More than 50 years of education reforms ‘have not helped social mobility’, “reveals” the Guardian

That is because the reformers’ response to observing the problem of underachievement among poorer children was not to cure it, nor even to explain it, but to conceal it.

27 comments to Revealed: papering over the cracks does not actually repair them

  • Not just to conceal it but also to reward it. When esteem (and more practical benefits) goes to failure (‘victims’) and is taken from success (‘the privileged’), it’s no surprise that members of the rewarded group avoid leaving it, either personally or for the group. No surprise except to the Guardian of course.

  • Niall, I was going to say that they wanted to punish the achievers.

  • RRS

    Whoa, whoa, whoa –

    Be sure to measure your extended bungee cord before you jump at this one.

    The LSE approach on Social Mobility has not been focused on the singular role of education (though they do seem to rely on the idea that “certification” equates with qualification).

    In fact, it seemed to me from what I saw over the past two years LSE was pushing for a broad based approach to get away from the politically popularized notion that “education” was the “answer.”

    That said, I am one of those highly skeptical of the concept that a whole bunch of other, addded “policies” (co-ordinated?) can be designed (let alone implemented) to counteract trends that seem more likely result from changes in motivations [causes of the changes we save for another day]of various sectors (strata??) of the social structures.

  • CaptDMO

    Underachievement amongst poorer children?
    How about lower achievement amongst children farther left of the bell curve.
    This is also the issue in “higher” education, where quotas equal “special” grant funding.
    Oddly, when the number of candidates “suddenly” with somebody’s cash to spend, appear on the market,
    the standards go down, “administrative expenses” go up, and nobody wants to hire a “certificate of attendance” (even an ADVANCED certificate) holder right out of school.

  • Lee Moore

    As CaptDMO suggests, all this social mobility grinding to a halt stuff is based on a little learning of statistics being a dangerous thing. If “social mobility” were 100% efficient, ie anyone of 76th percentile ability naturally moved to the 76th percentile of adult success / status, there would still be rather a small amount of social mobility. Because genes already sort people towards their target adult success percentile – not unerringly, but in a bell curvey sort of way. On average poor and unsuccessful parents are poor and unsuccessful because they are dim, and their children have a correspondingly higher chance of being dim too. (Immigrants being an occasional exception to the rule – immigrants may be poor because they are moving from a poor country, but can be bright.)
────────────────
● **Activity list**:
A. Answer these questions using the social mobility text.
(i) According to the opening, how did the reformers respond to underachievement among poorer children?
(ii) How many comments does the post carry?
(iii) In Lee Moore's comment, which group is named as an occasional exception to the rule?
B. Extend the social mobility text by writing on from the end of Lee Moore's comment.
────────────────
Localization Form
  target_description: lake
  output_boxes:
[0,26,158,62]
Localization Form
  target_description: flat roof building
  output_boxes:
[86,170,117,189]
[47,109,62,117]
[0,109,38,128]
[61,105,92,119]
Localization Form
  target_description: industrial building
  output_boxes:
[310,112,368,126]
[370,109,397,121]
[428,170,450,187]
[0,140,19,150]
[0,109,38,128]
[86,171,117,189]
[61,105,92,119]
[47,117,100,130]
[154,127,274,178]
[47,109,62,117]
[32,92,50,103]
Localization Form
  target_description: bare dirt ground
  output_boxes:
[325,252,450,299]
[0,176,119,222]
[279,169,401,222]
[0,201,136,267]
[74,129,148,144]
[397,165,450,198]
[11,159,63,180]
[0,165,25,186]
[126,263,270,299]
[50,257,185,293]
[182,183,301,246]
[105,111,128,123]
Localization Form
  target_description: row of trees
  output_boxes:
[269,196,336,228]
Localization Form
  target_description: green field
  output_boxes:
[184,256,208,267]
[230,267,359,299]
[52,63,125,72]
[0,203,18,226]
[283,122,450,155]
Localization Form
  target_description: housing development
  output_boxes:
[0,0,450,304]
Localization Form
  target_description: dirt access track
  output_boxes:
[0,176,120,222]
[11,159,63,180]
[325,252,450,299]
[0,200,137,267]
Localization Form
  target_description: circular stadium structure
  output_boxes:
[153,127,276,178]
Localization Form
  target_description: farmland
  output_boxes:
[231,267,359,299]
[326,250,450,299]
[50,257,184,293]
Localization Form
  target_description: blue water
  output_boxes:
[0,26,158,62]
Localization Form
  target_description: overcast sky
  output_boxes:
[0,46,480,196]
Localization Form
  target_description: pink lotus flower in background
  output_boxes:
────────────────
● **Answer list**:
A.
(i) They concealed it rather than curing or explaining it.
(ii) 27.
(iii) Immigrants.

B.
    You will only get a large amount of social mobility – such as seen between say 1945 and 1990 – when society moves from a less meritocratic structure (eg where adult status is very class based rather than meritocratic) to a more meritocratic structure. The cream held at the bottom by the class structure rises to the top. But once you’ve got a more or less meritocratic system in place, all you’ll get is the minor reshuffling of thick children of clever parents (a minority) drifting down, and clever children of thick parents (another minority) drifting up. Hence observed social mobility will slow down, even though it has not in fact become harder for people to move about in the social rankings.

    Though Natalie is of course right that the lunacies of the state education system have helped arrest the upward floating of clever children of thick parents. Thanks Tony Crosland.

  • mike

    “…trends that seem more likely result from changes in motivations [causes of the changes we save for another day]of various sectors (strata??) of the social structures.”

    What does this mean? What “trends”, appearing to result from what “changes in motivations”?

  • Lee Moore

    mike : What does this mean?

    It’s quite straightforward. It means that when advancing tosh in the guise of science (or social “science”) it is necessary to ensure that your propositions are sufficiently vague as to be incapable of refutation by inconvenient facts. Hence the need for decorative verbiage, preferably in a special gobbledegook* that you have invented so as to be able to claim that the unconvinced lack the requisite expertise to criticise your notions.

    This just Social “Science” 101.

    * good gobbledook majors on abstract, long winded, complex circumlocution. Simple concrete examples are a total no-no.

  • Mr Ed

    Is ‘social mobility’ ever openly encouraged on a downward trajectory? Yes we know that in their hearts, the socialists would love to see Dukes work as dustmen, perhaps on a ‘Lenin Saturday‘, before being shot, but if it is the State’s business what job you end up doing, that cuts both ways.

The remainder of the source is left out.